* _INPUT_
===

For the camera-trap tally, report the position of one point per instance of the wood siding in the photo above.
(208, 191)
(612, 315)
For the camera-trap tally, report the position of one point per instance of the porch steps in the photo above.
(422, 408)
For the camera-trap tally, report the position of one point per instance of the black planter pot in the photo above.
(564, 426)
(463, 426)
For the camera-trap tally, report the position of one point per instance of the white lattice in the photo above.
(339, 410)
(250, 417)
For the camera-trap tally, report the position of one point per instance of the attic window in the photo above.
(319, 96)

===

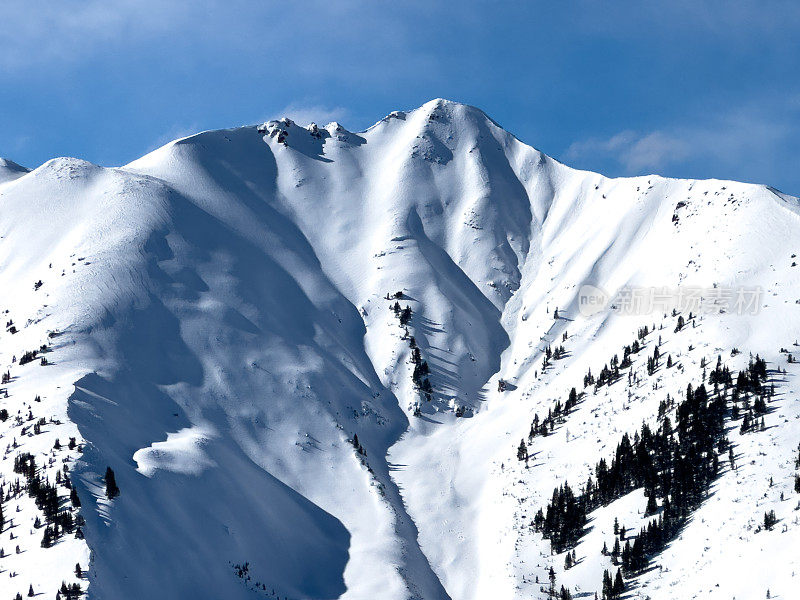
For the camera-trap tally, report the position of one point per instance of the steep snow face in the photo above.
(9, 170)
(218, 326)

===

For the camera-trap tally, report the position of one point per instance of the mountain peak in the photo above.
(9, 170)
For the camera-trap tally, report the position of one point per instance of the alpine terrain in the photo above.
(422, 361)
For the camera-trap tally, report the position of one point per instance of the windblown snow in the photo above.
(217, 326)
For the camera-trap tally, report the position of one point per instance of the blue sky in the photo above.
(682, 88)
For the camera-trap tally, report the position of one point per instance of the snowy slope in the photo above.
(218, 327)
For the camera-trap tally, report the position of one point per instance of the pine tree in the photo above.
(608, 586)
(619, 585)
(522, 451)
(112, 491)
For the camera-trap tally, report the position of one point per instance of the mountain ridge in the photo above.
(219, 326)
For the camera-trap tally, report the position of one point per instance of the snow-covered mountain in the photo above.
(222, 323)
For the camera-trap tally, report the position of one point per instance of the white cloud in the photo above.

===

* _PROBLEM STATEMENT_
Please return the part of the records that opens with the line containing "sky in the photo above." and closes with the line containing "cloud in the photo above.", both lines included, without changing anything.

* _WRITTEN REPLY_
For the camera-trap tally, report the position of one point per instance of the blue sky in the photo above.
(682, 88)
For the camera-trap tally, report the position of one point per instance of the snowy slope in the photo above.
(218, 327)
For the camera-trap tally, report the position of one point per instance of the pine tree in the photo above.
(608, 586)
(619, 585)
(522, 451)
(112, 491)
For the camera-trap tally, report the position of one point per instance of the mountain ridge in the photo above.
(219, 326)
For the camera-trap tally, report the position of one point per instance of the snow-covered mountain in the photo above.
(222, 323)
For the camera-trap tally, report the position of one point per instance of the white cloud in the photo above.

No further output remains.